RECORDS FOR PROCESSING:
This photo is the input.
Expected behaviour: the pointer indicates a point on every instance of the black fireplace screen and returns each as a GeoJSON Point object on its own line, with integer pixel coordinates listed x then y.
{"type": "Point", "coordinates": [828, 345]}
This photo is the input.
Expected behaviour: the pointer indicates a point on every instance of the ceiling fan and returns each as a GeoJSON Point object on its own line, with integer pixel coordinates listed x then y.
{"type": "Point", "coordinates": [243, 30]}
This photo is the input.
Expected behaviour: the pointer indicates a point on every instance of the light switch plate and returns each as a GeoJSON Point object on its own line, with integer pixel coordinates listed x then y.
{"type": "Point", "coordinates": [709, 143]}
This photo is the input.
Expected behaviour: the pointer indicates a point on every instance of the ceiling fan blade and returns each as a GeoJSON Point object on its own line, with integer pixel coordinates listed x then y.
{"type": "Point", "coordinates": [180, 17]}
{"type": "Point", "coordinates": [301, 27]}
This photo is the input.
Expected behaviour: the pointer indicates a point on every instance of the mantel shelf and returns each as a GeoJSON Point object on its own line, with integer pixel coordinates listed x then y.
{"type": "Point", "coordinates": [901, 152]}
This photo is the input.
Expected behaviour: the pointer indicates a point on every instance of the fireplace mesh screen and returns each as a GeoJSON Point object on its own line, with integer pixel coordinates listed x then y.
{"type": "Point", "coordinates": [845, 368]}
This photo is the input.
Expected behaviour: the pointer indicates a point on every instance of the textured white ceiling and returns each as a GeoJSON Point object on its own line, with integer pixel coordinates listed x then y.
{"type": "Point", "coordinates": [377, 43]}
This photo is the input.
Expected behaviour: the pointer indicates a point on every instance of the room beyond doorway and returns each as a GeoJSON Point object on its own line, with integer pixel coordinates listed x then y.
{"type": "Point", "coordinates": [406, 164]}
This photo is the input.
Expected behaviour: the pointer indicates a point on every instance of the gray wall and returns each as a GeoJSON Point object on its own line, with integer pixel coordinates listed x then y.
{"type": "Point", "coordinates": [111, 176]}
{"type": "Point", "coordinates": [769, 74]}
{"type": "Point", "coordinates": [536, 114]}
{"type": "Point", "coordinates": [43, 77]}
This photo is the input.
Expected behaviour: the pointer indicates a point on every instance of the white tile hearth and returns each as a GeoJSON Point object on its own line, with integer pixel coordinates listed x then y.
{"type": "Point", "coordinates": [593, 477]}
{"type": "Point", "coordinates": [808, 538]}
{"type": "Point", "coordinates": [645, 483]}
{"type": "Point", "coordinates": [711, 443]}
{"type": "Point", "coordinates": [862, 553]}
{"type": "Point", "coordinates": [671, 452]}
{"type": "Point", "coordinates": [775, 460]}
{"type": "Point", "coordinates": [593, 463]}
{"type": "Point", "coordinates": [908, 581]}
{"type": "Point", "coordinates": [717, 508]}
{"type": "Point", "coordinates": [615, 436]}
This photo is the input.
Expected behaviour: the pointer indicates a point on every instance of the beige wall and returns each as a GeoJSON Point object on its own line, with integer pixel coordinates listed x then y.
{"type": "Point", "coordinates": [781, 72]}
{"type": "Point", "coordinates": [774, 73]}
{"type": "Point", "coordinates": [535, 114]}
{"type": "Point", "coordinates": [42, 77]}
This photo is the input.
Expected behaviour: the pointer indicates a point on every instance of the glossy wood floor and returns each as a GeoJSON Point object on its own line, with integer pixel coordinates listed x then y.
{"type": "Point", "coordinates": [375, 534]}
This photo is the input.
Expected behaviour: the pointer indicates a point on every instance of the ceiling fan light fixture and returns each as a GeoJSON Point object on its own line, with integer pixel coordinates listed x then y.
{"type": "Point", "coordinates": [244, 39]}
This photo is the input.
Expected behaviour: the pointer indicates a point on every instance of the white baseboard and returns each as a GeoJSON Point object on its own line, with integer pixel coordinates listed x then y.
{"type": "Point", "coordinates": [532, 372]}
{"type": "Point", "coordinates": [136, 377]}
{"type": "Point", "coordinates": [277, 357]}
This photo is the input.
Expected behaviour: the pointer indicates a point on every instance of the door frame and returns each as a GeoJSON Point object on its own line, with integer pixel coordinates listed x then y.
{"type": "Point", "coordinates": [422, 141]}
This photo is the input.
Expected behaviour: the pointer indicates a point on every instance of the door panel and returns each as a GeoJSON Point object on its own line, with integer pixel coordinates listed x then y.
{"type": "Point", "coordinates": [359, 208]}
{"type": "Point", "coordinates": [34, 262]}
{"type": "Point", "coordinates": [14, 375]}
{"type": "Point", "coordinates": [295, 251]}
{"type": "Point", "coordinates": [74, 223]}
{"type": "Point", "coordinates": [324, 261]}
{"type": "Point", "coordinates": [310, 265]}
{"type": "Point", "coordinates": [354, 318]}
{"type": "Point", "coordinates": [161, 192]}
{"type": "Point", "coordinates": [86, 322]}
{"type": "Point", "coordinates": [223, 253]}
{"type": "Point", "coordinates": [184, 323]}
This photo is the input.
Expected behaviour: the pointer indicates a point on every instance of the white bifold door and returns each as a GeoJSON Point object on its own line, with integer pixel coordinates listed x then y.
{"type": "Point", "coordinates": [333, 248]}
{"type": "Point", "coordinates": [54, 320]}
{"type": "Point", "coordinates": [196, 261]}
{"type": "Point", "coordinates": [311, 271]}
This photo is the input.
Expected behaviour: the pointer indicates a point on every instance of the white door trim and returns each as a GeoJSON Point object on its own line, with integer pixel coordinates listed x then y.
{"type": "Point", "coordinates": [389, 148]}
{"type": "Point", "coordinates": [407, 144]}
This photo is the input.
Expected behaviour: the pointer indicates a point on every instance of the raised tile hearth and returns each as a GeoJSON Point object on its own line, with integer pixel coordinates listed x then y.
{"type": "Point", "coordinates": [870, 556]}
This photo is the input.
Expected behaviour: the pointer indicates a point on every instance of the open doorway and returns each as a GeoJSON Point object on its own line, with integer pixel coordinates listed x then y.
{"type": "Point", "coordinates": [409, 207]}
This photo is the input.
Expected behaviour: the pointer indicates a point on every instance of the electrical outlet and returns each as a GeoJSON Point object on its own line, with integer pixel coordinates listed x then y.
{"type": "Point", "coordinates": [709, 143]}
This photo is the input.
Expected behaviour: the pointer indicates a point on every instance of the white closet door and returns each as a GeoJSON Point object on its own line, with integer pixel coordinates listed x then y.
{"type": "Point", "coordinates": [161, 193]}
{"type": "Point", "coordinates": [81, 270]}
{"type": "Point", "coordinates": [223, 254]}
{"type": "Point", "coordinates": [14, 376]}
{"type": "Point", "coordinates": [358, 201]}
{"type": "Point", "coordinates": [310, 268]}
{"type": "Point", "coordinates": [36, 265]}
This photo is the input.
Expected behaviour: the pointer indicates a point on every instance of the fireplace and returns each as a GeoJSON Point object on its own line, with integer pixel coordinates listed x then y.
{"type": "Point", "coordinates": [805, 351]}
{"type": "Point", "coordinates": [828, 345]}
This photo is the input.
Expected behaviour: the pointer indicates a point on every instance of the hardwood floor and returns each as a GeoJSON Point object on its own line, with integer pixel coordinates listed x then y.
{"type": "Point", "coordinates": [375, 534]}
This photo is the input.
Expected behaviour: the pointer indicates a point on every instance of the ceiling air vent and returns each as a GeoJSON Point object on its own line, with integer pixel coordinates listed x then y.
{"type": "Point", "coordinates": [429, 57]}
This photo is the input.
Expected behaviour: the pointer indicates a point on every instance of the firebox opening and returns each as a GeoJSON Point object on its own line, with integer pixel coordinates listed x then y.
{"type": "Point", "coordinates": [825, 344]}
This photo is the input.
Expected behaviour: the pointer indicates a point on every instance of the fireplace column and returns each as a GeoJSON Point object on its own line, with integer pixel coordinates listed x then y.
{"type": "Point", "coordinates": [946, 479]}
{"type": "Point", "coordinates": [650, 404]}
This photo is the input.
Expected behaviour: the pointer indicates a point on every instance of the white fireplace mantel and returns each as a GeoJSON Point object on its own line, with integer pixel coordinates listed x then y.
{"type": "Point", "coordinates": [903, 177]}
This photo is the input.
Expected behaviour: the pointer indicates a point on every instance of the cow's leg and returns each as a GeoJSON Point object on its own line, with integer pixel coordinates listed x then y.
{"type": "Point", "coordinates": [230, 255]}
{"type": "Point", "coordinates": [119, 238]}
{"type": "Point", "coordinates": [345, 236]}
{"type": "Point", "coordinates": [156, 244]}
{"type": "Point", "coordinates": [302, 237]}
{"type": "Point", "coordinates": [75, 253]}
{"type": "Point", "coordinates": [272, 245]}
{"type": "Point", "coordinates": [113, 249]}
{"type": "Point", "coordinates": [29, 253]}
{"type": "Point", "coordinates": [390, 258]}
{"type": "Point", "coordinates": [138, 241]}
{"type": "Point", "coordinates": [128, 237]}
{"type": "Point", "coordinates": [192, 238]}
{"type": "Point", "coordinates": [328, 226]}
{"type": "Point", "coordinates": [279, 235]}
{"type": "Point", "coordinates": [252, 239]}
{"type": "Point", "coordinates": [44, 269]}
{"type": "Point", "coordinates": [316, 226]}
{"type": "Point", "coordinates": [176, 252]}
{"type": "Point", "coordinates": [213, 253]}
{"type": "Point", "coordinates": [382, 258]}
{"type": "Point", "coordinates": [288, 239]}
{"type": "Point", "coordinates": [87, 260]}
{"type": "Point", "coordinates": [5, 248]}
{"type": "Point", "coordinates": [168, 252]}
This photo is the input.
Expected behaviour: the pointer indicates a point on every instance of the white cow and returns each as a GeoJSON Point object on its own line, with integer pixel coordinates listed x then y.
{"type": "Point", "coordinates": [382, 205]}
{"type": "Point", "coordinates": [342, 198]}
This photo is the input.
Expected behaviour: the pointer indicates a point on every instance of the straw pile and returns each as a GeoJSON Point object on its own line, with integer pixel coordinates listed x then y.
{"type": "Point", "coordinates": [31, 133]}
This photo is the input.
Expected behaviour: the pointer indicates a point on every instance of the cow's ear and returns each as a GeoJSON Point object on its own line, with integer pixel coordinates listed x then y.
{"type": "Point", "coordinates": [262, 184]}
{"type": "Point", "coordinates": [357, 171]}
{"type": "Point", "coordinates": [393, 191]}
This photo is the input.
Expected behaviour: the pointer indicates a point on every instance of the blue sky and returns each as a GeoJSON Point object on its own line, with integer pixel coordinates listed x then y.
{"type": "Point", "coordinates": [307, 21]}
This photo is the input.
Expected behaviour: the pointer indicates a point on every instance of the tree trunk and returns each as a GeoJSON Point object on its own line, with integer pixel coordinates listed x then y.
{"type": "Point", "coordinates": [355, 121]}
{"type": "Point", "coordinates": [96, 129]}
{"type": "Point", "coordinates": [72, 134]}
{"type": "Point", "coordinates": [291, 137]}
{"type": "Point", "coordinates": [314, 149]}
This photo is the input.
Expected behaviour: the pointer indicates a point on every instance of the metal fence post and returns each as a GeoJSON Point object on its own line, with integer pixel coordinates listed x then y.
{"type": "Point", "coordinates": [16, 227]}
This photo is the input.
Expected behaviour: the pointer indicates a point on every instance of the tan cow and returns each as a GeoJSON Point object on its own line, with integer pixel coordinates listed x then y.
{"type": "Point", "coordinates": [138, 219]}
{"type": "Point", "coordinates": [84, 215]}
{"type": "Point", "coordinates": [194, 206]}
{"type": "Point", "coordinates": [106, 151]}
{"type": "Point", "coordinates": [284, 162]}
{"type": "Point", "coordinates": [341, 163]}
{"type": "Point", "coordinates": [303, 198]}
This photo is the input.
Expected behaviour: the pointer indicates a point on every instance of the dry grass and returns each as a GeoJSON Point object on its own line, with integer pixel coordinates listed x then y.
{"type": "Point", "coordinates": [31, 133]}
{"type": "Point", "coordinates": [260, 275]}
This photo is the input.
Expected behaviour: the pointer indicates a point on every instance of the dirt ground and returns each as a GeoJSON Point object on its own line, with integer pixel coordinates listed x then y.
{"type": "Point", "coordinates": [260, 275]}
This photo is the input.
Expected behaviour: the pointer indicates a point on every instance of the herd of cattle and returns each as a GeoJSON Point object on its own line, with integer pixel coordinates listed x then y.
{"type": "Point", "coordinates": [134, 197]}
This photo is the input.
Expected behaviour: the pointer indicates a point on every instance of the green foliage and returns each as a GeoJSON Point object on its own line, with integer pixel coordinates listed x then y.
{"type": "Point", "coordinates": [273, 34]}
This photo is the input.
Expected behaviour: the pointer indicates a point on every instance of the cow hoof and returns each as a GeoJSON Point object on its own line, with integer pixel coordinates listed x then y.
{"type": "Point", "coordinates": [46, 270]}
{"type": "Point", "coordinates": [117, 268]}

EXERCISE DIRECTIONS: The response should consist only of the lines running from the one that contains "the cow hoof" through the end of the material, repeated exactly.

REPLY:
Expected behaviour: the pointer indicates a point on every instance of the cow hoof and returns each as a GeoJSON Point object on its own line, with integer pixel coordinates listed x then y.
{"type": "Point", "coordinates": [46, 270]}
{"type": "Point", "coordinates": [117, 268]}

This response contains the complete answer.